(Bounding-box lines)
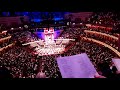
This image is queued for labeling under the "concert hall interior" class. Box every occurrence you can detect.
[0,12,120,78]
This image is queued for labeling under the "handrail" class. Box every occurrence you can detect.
[84,30,118,41]
[82,37,120,57]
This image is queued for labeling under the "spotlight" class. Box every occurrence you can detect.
[11,28,14,30]
[24,25,28,28]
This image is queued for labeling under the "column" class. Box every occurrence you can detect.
[118,34,120,51]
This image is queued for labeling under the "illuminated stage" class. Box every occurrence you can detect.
[23,28,74,56]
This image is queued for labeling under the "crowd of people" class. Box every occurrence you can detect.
[88,12,120,27]
[0,12,119,78]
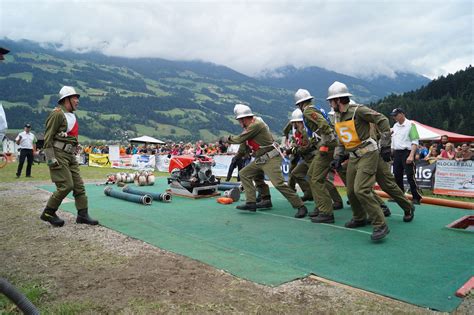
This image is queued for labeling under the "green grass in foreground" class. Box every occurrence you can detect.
[0,162,474,202]
[0,162,168,183]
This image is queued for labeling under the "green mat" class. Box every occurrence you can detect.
[41,178,474,311]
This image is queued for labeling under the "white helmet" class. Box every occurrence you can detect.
[234,104,254,119]
[326,81,352,100]
[58,85,80,103]
[295,89,314,106]
[290,108,303,122]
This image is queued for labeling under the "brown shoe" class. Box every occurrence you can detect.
[295,206,308,219]
[311,213,335,223]
[235,202,257,212]
[344,218,367,229]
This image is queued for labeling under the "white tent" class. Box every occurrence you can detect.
[129,136,165,144]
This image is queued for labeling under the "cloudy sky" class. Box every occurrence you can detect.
[0,0,474,78]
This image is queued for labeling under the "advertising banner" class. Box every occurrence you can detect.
[111,154,132,168]
[89,153,110,167]
[390,161,436,190]
[132,154,156,170]
[433,160,474,197]
[212,155,237,177]
[155,155,170,173]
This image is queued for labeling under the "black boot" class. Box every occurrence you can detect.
[380,204,392,217]
[308,207,319,217]
[295,206,308,219]
[332,202,344,210]
[257,199,273,209]
[76,208,99,225]
[311,213,334,223]
[370,224,390,241]
[235,202,257,212]
[40,207,64,227]
[403,206,415,222]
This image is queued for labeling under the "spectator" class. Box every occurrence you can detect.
[417,143,430,160]
[438,135,449,151]
[438,142,456,160]
[15,124,37,178]
[455,142,473,161]
[390,108,421,204]
[424,143,439,164]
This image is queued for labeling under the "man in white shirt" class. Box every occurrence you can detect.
[390,108,421,204]
[15,124,36,178]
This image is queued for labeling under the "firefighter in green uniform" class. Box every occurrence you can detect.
[295,89,342,223]
[291,108,344,217]
[283,117,313,201]
[337,115,415,223]
[235,143,273,209]
[228,104,308,218]
[40,86,99,226]
[327,81,391,241]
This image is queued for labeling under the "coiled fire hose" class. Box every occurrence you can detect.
[0,278,39,315]
[217,182,244,192]
[122,186,173,202]
[104,187,153,205]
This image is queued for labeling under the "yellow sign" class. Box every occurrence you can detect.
[89,153,111,167]
[334,119,362,149]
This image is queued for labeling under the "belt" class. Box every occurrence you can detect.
[255,149,280,164]
[349,138,379,158]
[53,141,77,154]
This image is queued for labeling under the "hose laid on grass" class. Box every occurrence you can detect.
[0,278,39,315]
[375,190,474,210]
[104,187,153,205]
[122,185,173,202]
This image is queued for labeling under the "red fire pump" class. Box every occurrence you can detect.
[168,155,219,197]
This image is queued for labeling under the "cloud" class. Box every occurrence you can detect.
[0,0,474,77]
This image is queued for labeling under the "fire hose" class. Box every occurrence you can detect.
[104,187,153,205]
[217,182,244,192]
[122,186,172,202]
[0,278,39,315]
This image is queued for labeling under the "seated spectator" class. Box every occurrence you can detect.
[424,143,439,164]
[438,142,456,160]
[455,143,473,161]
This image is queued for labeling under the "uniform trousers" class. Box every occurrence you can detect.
[46,148,88,210]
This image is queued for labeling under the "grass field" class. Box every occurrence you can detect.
[0,162,167,182]
[0,162,474,202]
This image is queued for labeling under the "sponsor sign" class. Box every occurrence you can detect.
[433,160,474,197]
[89,153,110,167]
[132,154,156,170]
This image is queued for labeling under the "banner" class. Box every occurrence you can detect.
[155,155,170,173]
[390,160,436,190]
[212,155,237,177]
[89,153,110,167]
[433,160,474,197]
[111,154,132,168]
[109,145,120,163]
[132,154,156,170]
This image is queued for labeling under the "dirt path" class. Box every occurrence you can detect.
[0,182,474,314]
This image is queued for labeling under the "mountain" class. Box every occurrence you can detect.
[0,40,434,141]
[371,66,474,135]
[259,66,430,104]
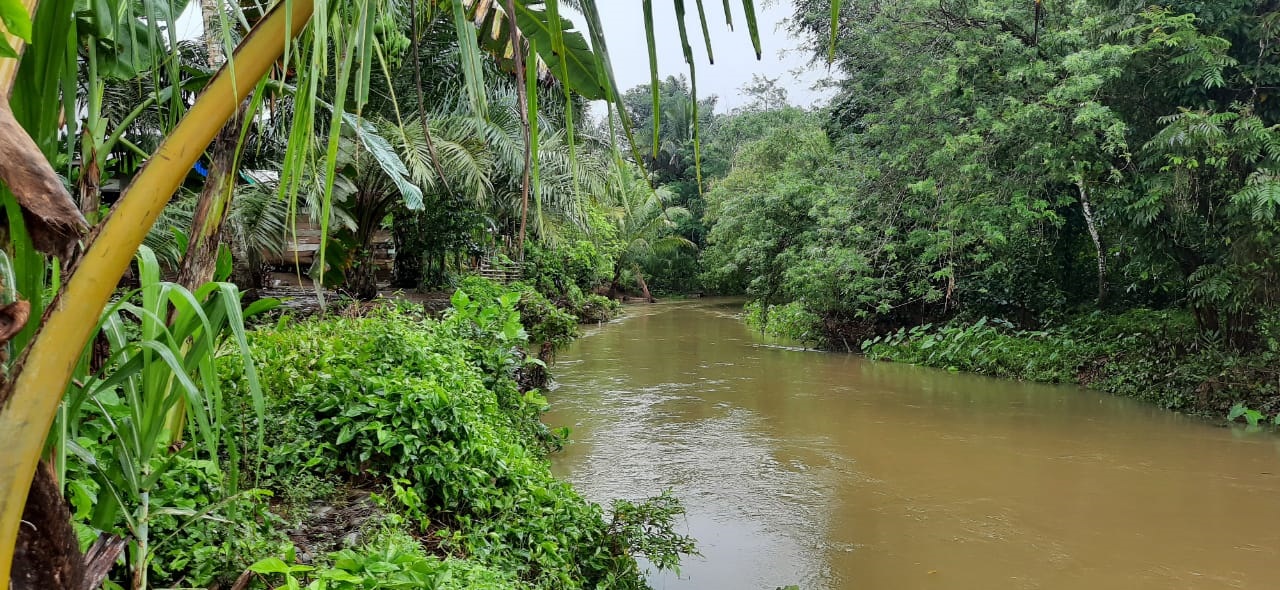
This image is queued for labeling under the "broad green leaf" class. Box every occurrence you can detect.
[0,0,31,42]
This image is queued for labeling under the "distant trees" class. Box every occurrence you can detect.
[704,0,1280,348]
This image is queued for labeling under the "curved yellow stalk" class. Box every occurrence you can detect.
[0,0,314,581]
[0,0,40,100]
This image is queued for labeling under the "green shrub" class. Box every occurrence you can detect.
[863,310,1280,416]
[232,300,682,587]
[458,276,577,347]
[744,301,826,346]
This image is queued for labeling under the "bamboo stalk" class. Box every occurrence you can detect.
[0,0,315,581]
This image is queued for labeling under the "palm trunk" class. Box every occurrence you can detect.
[178,116,243,291]
[636,266,658,303]
[200,0,227,68]
[507,0,534,262]
[1075,179,1107,306]
[0,0,315,587]
[347,243,378,301]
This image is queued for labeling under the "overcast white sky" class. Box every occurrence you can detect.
[178,0,829,113]
[591,0,829,113]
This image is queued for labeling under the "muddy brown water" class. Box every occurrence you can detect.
[545,301,1280,590]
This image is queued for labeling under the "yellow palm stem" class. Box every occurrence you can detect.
[0,0,314,581]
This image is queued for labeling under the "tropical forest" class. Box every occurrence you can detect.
[0,0,1280,590]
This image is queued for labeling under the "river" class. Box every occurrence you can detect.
[545,301,1280,590]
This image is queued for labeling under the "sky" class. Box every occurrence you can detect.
[178,0,829,113]
[586,0,829,113]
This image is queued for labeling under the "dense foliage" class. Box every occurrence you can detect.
[703,0,1280,412]
[68,280,692,589]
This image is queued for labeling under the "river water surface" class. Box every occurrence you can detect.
[545,301,1280,590]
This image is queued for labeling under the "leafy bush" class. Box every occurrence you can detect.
[232,296,684,587]
[525,239,613,296]
[863,310,1280,416]
[744,301,826,346]
[458,276,577,347]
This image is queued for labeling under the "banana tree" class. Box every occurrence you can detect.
[0,0,840,587]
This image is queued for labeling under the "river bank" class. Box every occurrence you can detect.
[544,299,1280,590]
[68,282,691,590]
[746,305,1280,421]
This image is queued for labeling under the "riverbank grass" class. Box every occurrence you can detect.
[68,287,692,590]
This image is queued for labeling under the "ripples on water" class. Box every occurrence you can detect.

| Short problem |
Could you update all of the lines above by putting "flagged for annotation" wherever "queued for labeling" appears, changing nothing else and leaving the pictures out?

| Right answer |
This image is flagged for annotation under the "concert hall interior" class. Box every occurrence you can detect.
[0,12,120,78]
This image is flagged for annotation under the "handrail" class. Box every occurrence you can detect.
[84,30,118,41]
[82,37,120,57]
This image is flagged for annotation under the "spotlight" class. Box every occurrence you can detect.
[11,28,14,30]
[24,25,28,28]
This image is flagged for annotation under the "column" class. Box every occurrence you can detect.
[118,34,120,51]
This image is flagged for annotation under the "illuminated stage" class. Box every occurrence you can detect.
[23,28,74,56]
This image is flagged for annotation under the "crowd of people" class. Box every occurrence you can detect.
[88,12,120,27]
[0,12,119,78]
This image is flagged for annotation under the "green grass in foreground" class. Box every occurrence you can detect.
[0,162,474,202]
[0,162,168,183]
This image is flagged for annotation under the "green mat" class. Box every occurrence you can detect.
[41,178,474,311]
This image is flagged for annotation under the "white helmet" class. Box every occurrence you can detect.
[234,104,254,119]
[326,81,352,100]
[58,85,80,103]
[295,89,314,106]
[290,108,303,122]
This image is flagged for annotation under the "brown shoe" class. Box every occurrence you can detect.
[295,206,308,219]
[311,213,335,223]
[235,202,257,212]
[344,218,367,229]
This image is flagged for annotation under the "white tent" class. Box every occurrence you can detect.
[129,136,165,144]
This image is flagged for annotation under the "cloudy sky" class. Box every occurrence you can detect.
[0,0,474,78]
This image is flagged for annotation under the "advertising banner" class. Box every occurrence you can detect.
[111,154,132,168]
[89,153,110,167]
[390,161,436,190]
[132,154,156,170]
[433,160,474,197]
[212,155,237,177]
[155,155,170,173]
This image is flagged for annotation under the "black boot" class. Box every occurrence you can detect.
[380,204,392,217]
[308,207,319,217]
[295,206,308,219]
[332,202,344,210]
[257,199,273,209]
[76,208,99,225]
[311,213,334,223]
[370,224,390,241]
[235,202,257,212]
[40,207,64,227]
[403,206,415,222]
This image is flagged for annotation under the "spectator" class. Box every occurrence you can detect.
[417,143,430,160]
[438,135,449,151]
[438,142,456,160]
[15,124,37,178]
[455,142,473,161]
[390,108,421,204]
[424,143,439,164]
This image is flagged for annotation under the "man in white shirt" class. Box every occurrence you can detect.
[390,108,421,204]
[15,124,36,178]
This image is flagged for annotation under the "firefighter in green uniform" class. Box every occurrence you can detect.
[295,89,342,223]
[291,108,344,217]
[283,117,313,201]
[337,115,415,223]
[235,143,273,209]
[228,104,308,218]
[40,86,99,226]
[327,81,391,241]
This image is flagged for annotation under the "coiled fire hose" class. Box every occurrence you can detect.
[0,278,39,315]
[217,182,244,192]
[122,186,173,202]
[104,187,153,205]
This image is flagged for annotation under the "yellow sign" class. Box every occurrence you can detect.
[89,153,111,167]
[334,119,362,149]
This image is flagged for annotation under the "belt" class. Box every occurrence you can detect.
[255,149,280,164]
[349,138,379,158]
[53,141,77,154]
This image is flagged for annotation under the "hose laid on grass" class. Box every occurrence you can detect.
[0,278,39,315]
[375,190,474,210]
[104,187,153,205]
[122,185,173,202]
This image is flagged for annotation under the "red fire pump" class. Box every occurrence you can detect.
[168,155,219,197]
This image is flagged for annotation under the "cloud" class. Box every occurrence you can detect.
[0,0,474,77]
This image is flagged for annotation under the "fire hose" class. Box every occurrence you can detect.
[104,187,153,205]
[217,182,244,192]
[122,186,172,202]
[0,278,39,315]
This image is flagged for annotation under the "seated spectator" class. Box every occurrence you can detect.
[424,143,439,164]
[438,142,456,160]
[455,143,473,161]
This image is flagged for annotation under the "uniform trousers" class. Box every occurrence you can detect.
[46,148,88,210]
This image is flagged for annotation under the "grass field" class. Box every occurrence you can detect.
[0,162,167,182]
[0,162,474,202]
This image is flagged for annotation under the "sponsor sign" class. Box every occurrence you can detect.
[433,160,474,197]
[89,153,110,167]
[132,154,156,170]
This image is flagged for annotation under the "banner" class. Box every occurrence you can detect.
[155,155,170,173]
[390,160,436,190]
[212,155,237,177]
[89,153,110,167]
[433,160,474,197]
[111,154,132,168]
[109,145,120,163]
[132,154,156,170]
This image is flagged for annotation under the "dirt path" class. Box every occurrence you can detect.
[0,182,474,314]
This image is flagged for annotation under the "mountain" class. Box every occurrence you can detect.
[0,40,434,141]
[371,66,474,135]
[259,66,430,104]
This image is flagged for annotation under the "broad green leaf" class. Box every occurrence you can detect.
[0,0,31,42]
This image is flagged for annotation under the "distant trees" class. Box every occurrence you can detect.
[704,0,1280,348]
This image is flagged for annotation under the "curved yellow stalk" class. Box every occurrence you can detect.
[0,0,314,581]
[0,0,40,100]
This image is flagged for annotation under the "green shrub" class. Box every occurrence you can detect.
[863,310,1280,416]
[232,300,682,587]
[458,276,577,347]
[744,301,826,346]
This image is flagged for annotation under the "bamboo stalk" class. Box every occurrence you can detect.
[0,0,315,581]
This image is flagged for annotation under the "palm trunk" class. Box every occurrence you can detect.
[178,116,243,291]
[636,266,658,303]
[200,0,227,68]
[507,0,534,262]
[1075,179,1107,306]
[0,0,315,587]
[347,243,378,301]
This image is flagged for annotation under the "overcast white sky" class. Box every occurrence you can detect.
[178,0,829,113]
[591,0,829,113]
This image is flagged for annotation under the "muddy brown water" class. Box every occurrence you can detect.
[545,301,1280,590]
This image is flagged for annotation under the "yellow palm stem" class. Box every occurrence you can detect.
[0,0,314,581]
This image is flagged for annotation under the "tropical forest" class. Box every occurrence you can detect.
[0,0,1280,590]
This image is flagged for annotation under the "river" class. Box every occurrence you can detect.
[545,301,1280,590]
This image is flagged for annotation under the "sky" class. Box every occurrence you can detect.
[178,0,829,113]
[586,0,829,113]
This image is flagged for annotation under the "dense foliage" class. Box every occurrence you can detect.
[703,0,1280,412]
[68,280,692,589]
This image is flagged for annotation under the "river water surface" class. Box every occurrence you can detect.
[545,301,1280,590]
This image is flagged for annotation under the "leafy bush" class. Box every occurrence you can detect.
[232,296,684,587]
[525,239,613,296]
[863,310,1280,416]
[744,301,826,346]
[458,276,577,347]
This image is flagged for annotation under the "banana tree" class. Box every occurrence you can detect.
[0,0,840,587]
This image is flagged for annotation under the "river bank" class. Box every occurrence you can detect.
[544,299,1280,590]
[68,282,691,590]
[746,305,1280,421]
This image is flagged for annotation under the "riverbank grass" class. Box every occurrence you can detect.
[68,287,692,590]
This image is flagged for annotation under the "ripples on water" class. Box every occurrence you can detect.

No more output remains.